[Recorded data]
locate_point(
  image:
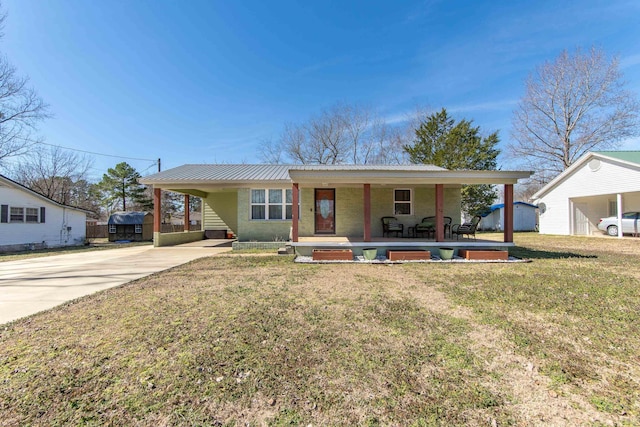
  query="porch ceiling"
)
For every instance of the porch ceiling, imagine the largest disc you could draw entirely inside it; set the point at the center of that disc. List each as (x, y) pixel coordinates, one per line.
(406, 177)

AIM OF THE TASK: Output every line of the recorded data above as a Markdown table with the columns Row and Line, skipping blank lines. Leave the pictures out of the answer.

TASK RESPONSE:
| Row | Line |
|---|---|
| 1 | locate_point( |
| 2 |   image: |
| 3 |   query="porch ceiling" |
| 4 | ) |
| 5 | For every instance of the porch ceiling, imagine the largest disc you could draw entirely inside it; set the point at the center of that disc. List each as (x, y) pixel coordinates, one per line. |
| 6 | (406, 177) |